Please locate every line in the rows below that contains the word "glove" and copy each of those lines. Case counts.

(Dataset excerpts on object pointing)

+-------+

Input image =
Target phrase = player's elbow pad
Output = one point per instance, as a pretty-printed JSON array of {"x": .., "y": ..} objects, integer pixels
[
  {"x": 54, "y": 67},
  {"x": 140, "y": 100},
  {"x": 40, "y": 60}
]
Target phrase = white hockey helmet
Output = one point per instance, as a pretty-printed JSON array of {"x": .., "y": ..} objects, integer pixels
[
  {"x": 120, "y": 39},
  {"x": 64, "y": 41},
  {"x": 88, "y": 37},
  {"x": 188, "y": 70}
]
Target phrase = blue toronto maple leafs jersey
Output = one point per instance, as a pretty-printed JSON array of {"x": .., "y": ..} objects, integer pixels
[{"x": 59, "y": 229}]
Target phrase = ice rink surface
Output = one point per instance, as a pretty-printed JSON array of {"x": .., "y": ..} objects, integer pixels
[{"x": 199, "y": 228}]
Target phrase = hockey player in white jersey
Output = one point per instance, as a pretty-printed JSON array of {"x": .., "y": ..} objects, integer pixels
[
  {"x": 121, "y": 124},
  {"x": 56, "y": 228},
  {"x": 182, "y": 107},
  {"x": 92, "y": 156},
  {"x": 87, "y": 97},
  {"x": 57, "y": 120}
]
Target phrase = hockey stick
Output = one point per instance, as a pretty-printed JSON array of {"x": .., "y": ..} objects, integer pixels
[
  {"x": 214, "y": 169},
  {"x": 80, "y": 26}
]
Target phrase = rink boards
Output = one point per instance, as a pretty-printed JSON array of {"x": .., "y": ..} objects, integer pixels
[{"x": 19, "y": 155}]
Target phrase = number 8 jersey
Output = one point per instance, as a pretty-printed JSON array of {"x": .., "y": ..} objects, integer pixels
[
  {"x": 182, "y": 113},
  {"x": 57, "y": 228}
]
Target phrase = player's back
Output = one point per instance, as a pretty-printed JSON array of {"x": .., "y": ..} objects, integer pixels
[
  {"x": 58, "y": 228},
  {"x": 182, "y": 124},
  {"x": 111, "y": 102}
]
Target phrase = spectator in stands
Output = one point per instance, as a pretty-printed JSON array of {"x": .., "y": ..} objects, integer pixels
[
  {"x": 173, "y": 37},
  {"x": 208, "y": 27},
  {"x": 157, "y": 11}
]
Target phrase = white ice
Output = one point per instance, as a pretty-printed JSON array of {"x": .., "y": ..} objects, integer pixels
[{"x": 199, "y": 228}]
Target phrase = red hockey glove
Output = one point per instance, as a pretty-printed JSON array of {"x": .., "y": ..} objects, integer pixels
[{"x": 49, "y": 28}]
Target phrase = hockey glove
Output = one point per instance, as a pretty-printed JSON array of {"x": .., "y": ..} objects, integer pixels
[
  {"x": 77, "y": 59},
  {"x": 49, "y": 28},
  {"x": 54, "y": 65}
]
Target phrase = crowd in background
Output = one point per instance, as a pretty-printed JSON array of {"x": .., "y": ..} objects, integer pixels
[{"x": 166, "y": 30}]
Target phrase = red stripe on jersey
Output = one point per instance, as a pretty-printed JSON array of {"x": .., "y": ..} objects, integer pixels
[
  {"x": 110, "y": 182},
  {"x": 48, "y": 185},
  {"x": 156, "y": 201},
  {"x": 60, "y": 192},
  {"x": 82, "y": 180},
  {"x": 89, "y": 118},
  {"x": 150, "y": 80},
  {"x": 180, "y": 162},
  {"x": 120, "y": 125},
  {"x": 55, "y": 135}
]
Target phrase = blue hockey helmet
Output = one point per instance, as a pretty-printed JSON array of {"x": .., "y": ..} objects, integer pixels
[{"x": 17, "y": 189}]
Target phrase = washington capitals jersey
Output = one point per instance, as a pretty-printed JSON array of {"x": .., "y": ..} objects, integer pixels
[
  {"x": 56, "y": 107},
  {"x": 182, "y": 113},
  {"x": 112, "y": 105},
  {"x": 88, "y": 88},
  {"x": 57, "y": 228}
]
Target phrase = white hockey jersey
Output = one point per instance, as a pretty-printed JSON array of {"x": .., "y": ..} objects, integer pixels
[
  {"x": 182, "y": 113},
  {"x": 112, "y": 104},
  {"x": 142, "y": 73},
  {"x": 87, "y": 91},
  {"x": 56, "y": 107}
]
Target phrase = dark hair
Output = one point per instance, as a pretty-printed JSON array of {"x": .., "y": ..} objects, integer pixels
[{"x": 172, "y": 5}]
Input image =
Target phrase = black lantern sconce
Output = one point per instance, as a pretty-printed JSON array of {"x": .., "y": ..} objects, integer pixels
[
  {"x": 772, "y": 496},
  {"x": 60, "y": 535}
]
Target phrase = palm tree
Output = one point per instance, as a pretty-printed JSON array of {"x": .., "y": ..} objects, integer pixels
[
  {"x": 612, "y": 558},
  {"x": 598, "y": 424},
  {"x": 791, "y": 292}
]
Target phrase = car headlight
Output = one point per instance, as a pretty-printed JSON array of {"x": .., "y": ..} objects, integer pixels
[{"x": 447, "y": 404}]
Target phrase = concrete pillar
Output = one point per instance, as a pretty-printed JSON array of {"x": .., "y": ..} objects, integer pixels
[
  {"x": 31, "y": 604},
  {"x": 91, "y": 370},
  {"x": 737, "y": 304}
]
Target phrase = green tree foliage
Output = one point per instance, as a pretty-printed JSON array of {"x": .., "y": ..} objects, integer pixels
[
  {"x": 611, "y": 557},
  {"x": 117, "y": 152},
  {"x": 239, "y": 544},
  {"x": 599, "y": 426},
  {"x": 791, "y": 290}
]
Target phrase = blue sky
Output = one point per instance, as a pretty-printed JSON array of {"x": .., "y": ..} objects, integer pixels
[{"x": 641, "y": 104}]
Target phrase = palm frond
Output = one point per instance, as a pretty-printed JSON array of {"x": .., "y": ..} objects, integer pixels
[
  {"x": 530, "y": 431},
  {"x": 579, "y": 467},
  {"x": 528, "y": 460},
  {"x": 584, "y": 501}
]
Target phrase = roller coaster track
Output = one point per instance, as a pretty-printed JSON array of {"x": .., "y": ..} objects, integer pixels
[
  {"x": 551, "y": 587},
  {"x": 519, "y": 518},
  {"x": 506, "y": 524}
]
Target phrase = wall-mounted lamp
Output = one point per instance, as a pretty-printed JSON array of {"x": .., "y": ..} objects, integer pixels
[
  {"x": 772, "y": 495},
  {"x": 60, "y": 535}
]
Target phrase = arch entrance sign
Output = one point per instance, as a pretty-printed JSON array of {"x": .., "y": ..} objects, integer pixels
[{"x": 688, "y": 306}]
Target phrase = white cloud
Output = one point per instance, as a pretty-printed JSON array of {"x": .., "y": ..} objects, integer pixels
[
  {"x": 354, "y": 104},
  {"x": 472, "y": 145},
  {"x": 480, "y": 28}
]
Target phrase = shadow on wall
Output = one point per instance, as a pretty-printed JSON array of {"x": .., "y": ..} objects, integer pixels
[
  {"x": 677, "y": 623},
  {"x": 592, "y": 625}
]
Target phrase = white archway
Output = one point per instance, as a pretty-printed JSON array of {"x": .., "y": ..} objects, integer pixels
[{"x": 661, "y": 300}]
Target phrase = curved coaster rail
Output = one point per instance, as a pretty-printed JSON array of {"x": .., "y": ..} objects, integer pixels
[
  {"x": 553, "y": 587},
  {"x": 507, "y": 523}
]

+-------+

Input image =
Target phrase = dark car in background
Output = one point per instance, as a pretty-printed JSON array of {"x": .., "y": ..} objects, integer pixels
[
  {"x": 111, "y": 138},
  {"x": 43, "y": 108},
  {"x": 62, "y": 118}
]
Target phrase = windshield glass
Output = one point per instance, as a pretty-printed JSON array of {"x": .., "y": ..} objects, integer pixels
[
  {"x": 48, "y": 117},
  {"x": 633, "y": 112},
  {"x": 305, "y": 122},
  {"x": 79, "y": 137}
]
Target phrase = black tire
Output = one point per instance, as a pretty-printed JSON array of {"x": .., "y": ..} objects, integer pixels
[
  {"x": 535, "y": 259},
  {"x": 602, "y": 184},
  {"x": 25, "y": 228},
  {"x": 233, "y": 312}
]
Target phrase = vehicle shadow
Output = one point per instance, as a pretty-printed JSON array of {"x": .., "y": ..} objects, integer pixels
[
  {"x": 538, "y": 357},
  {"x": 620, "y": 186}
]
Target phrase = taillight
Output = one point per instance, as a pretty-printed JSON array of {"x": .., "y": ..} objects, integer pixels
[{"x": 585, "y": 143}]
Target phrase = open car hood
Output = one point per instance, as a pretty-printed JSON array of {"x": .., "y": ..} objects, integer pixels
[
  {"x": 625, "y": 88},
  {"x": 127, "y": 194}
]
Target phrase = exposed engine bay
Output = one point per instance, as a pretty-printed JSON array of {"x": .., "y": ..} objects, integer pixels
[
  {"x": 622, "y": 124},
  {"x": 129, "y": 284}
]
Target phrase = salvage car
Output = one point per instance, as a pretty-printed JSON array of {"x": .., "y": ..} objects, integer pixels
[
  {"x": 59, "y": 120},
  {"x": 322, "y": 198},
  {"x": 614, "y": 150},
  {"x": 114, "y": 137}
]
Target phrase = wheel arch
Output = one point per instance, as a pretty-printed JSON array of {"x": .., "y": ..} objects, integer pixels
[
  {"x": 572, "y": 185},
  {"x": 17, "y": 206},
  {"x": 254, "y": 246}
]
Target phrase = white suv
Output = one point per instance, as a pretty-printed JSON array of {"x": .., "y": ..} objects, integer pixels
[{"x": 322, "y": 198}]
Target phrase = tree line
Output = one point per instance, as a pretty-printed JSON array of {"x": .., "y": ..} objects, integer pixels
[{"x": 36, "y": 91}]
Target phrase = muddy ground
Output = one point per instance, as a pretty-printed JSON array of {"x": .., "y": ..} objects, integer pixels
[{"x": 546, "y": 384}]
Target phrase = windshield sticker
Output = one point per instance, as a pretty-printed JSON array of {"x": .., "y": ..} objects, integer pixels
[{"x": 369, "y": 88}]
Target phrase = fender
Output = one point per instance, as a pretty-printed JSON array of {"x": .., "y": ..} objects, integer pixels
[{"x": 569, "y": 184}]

+-------+

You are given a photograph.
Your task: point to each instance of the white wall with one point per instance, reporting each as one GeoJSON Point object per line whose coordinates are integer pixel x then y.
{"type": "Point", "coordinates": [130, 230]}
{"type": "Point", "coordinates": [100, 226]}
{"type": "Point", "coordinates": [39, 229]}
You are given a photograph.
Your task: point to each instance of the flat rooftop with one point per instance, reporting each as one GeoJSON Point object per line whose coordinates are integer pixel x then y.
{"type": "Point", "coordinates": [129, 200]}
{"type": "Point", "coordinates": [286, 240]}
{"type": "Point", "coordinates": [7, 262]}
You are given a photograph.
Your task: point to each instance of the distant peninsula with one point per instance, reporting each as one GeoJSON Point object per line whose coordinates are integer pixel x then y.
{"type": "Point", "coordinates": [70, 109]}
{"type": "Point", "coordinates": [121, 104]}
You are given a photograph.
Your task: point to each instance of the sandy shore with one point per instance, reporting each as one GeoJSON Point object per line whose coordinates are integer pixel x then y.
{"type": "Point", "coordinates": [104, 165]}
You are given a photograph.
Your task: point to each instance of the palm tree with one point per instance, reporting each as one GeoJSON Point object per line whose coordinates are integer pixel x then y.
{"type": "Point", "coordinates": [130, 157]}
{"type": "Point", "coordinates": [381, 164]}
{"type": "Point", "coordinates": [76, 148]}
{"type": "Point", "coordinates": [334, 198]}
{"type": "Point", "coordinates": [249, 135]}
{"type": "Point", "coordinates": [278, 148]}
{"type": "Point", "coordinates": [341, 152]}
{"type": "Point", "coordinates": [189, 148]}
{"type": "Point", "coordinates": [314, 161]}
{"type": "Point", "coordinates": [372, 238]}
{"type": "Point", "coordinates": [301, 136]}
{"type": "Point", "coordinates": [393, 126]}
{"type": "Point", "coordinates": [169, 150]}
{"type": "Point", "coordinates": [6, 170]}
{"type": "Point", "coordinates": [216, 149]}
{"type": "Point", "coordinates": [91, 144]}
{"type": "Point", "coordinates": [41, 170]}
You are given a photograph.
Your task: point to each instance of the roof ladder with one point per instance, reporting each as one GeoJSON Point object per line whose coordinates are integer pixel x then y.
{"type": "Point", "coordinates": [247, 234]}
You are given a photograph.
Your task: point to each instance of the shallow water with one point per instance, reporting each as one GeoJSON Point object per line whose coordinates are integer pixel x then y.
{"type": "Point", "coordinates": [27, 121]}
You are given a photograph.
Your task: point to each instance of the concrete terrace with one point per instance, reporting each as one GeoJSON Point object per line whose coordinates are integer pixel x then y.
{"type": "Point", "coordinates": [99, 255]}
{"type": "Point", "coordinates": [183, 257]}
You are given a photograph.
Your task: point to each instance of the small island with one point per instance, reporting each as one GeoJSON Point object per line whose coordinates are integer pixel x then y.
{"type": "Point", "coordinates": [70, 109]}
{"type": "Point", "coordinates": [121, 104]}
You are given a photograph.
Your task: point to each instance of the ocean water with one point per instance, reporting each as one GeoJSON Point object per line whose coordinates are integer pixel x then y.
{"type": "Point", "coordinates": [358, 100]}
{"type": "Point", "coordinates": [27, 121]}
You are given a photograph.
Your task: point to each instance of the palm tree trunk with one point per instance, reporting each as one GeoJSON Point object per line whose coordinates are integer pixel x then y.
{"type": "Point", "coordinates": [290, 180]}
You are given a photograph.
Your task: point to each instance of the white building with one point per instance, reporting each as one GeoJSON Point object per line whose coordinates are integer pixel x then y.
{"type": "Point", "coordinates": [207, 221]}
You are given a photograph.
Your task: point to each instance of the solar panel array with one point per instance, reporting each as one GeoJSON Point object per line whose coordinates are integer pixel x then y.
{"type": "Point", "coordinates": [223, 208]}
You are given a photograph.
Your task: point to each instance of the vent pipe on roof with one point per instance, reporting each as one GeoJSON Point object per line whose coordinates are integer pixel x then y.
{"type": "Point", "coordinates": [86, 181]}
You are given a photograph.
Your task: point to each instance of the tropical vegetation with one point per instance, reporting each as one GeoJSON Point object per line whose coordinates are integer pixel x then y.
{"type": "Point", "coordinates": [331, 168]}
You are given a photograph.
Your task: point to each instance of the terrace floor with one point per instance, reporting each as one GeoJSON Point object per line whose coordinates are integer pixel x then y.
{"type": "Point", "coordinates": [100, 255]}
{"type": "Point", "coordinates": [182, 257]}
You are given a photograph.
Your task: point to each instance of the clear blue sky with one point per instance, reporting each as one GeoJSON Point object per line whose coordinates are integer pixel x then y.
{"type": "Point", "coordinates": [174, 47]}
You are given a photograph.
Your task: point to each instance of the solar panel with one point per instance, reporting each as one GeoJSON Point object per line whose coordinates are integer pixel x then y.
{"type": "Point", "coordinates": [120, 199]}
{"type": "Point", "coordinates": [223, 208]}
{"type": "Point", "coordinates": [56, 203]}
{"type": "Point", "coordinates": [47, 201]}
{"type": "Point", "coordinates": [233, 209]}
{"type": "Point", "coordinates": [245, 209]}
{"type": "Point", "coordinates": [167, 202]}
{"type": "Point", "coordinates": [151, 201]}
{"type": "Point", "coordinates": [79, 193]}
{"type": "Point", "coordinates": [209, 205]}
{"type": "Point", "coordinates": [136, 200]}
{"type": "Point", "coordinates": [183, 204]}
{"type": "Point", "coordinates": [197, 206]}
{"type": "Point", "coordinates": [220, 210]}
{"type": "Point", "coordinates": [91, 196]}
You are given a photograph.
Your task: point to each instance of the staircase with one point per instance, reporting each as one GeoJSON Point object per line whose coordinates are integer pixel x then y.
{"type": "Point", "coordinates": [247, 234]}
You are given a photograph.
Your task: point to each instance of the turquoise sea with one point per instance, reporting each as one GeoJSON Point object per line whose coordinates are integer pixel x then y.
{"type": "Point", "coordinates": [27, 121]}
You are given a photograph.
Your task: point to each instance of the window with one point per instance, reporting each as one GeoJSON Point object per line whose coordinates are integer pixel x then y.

+-------+

**Solution to this problem**
Target phrase = red hockey glove
Target phrase = hockey glove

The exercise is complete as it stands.